## Coordinate annotation entries
»»

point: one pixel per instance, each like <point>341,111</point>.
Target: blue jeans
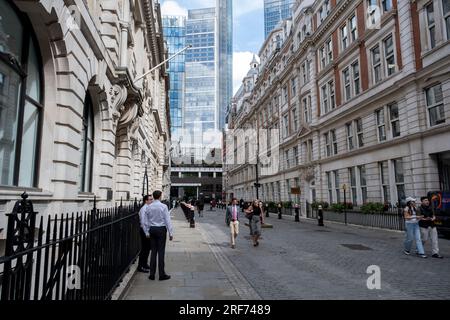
<point>413,233</point>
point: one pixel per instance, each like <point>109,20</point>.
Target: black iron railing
<point>391,219</point>
<point>81,256</point>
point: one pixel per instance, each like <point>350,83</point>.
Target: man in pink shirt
<point>232,216</point>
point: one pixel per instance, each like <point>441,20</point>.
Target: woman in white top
<point>412,228</point>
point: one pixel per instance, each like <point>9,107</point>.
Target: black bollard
<point>320,216</point>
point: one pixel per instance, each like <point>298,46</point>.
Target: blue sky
<point>248,29</point>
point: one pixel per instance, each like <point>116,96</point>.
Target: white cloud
<point>241,66</point>
<point>172,8</point>
<point>242,7</point>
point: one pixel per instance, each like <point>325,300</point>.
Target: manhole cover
<point>358,247</point>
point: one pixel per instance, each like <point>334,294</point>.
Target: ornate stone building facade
<point>74,122</point>
<point>360,94</point>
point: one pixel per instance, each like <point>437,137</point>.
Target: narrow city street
<point>293,261</point>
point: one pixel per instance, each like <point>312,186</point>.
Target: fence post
<point>19,237</point>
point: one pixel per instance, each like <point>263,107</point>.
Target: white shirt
<point>157,215</point>
<point>141,215</point>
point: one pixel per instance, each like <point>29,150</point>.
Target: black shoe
<point>164,277</point>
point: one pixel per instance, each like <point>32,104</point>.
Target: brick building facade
<point>82,126</point>
<point>360,94</point>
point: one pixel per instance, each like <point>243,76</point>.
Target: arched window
<point>20,99</point>
<point>87,146</point>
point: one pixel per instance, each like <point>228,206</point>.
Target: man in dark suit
<point>145,242</point>
<point>156,226</point>
<point>232,219</point>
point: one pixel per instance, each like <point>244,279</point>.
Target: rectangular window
<point>356,77</point>
<point>372,4</point>
<point>350,144</point>
<point>394,119</point>
<point>381,125</point>
<point>337,186</point>
<point>334,141</point>
<point>330,51</point>
<point>353,28</point>
<point>384,178</point>
<point>285,95</point>
<point>304,72</point>
<point>344,37</point>
<point>347,84</point>
<point>309,151</point>
<point>296,156</point>
<point>399,178</point>
<point>435,105</point>
<point>306,113</point>
<point>332,96</point>
<point>352,175</point>
<point>330,187</point>
<point>389,55</point>
<point>446,11</point>
<point>327,144</point>
<point>286,126</point>
<point>322,56</point>
<point>308,70</point>
<point>325,107</point>
<point>295,119</point>
<point>294,86</point>
<point>431,26</point>
<point>286,156</point>
<point>363,183</point>
<point>387,5</point>
<point>376,64</point>
<point>359,132</point>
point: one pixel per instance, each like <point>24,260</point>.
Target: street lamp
<point>162,63</point>
<point>344,187</point>
<point>145,184</point>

««

## JOB
Give every line of the entries above as a JSON list of strings, one string per line, with blank lines omitted. Leave the pictures out.

## WORKED SOLUTION
[
  "point: one pixel per instance, each like <point>341,111</point>.",
  "Target: blue jeans",
  "<point>413,233</point>",
  "point: one pixel per instance, each like <point>109,20</point>.",
  "Target: black iron railing",
  "<point>391,219</point>",
  "<point>81,256</point>",
  "point: one pixel per instance, each like <point>350,83</point>.",
  "Target: man in pink shirt",
  "<point>232,216</point>",
  "point: one pixel per instance, each like <point>441,20</point>.",
  "Target: woman in white top",
  "<point>412,228</point>",
  "point: one pixel per instance, each like <point>9,107</point>.",
  "Target: black bollard",
  "<point>320,216</point>",
  "point: one pixel per instance, each like <point>298,46</point>.",
  "Target: blue sky",
  "<point>248,29</point>",
  "point: one pixel per instance, each like <point>116,96</point>.",
  "Target: white cloud",
  "<point>241,66</point>",
  "<point>172,8</point>",
  "<point>242,7</point>",
  "point: one pixel per instance, each like <point>325,300</point>.",
  "Target: manhole cover",
  "<point>358,247</point>",
  "point: one pixel per instance, each like <point>334,294</point>.",
  "Target: ornate stone building facade",
  "<point>74,122</point>",
  "<point>360,94</point>",
  "point: one pixel per instance, each like <point>437,137</point>.",
  "Target: narrow city street",
  "<point>293,261</point>",
  "point: one pixel per instance, each like <point>312,186</point>.",
  "Target: fence post",
  "<point>19,237</point>",
  "point: one pixel per instance, each like <point>263,107</point>.",
  "Target: white shirt",
  "<point>157,215</point>",
  "<point>141,215</point>",
  "point: one pixel per instance, each like <point>29,150</point>.",
  "Target: black shoe",
  "<point>164,277</point>",
  "point: one pixel per instance, each like <point>32,104</point>.",
  "Target: brick building facade",
  "<point>82,126</point>",
  "<point>360,94</point>",
  "point: one pixel per instance, each like <point>243,76</point>.",
  "Target: arched window",
  "<point>20,99</point>",
  "<point>87,146</point>",
  "point: one pixel per instance, each like <point>228,206</point>.",
  "Target: man in dark suit",
  "<point>145,242</point>",
  "<point>156,226</point>",
  "<point>232,219</point>",
  "point: one pixel per instance, each like <point>244,279</point>.",
  "Target: rectangular window",
  "<point>356,77</point>",
  "<point>372,4</point>",
  "<point>350,144</point>",
  "<point>394,119</point>",
  "<point>381,125</point>",
  "<point>337,186</point>",
  "<point>334,141</point>",
  "<point>330,51</point>",
  "<point>353,28</point>",
  "<point>384,178</point>",
  "<point>285,95</point>",
  "<point>304,72</point>",
  "<point>344,37</point>",
  "<point>347,84</point>",
  "<point>309,151</point>",
  "<point>296,156</point>",
  "<point>399,178</point>",
  "<point>435,105</point>",
  "<point>306,113</point>",
  "<point>332,96</point>",
  "<point>352,175</point>",
  "<point>330,187</point>",
  "<point>389,55</point>",
  "<point>446,11</point>",
  "<point>327,144</point>",
  "<point>286,126</point>",
  "<point>322,56</point>",
  "<point>308,70</point>",
  "<point>325,107</point>",
  "<point>295,119</point>",
  "<point>294,86</point>",
  "<point>431,26</point>",
  "<point>286,156</point>",
  "<point>363,183</point>",
  "<point>387,5</point>",
  "<point>376,64</point>",
  "<point>359,132</point>",
  "point: one pixel per instance, each like <point>24,260</point>.",
  "Target: street lamp",
  "<point>162,63</point>",
  "<point>344,187</point>",
  "<point>145,184</point>"
]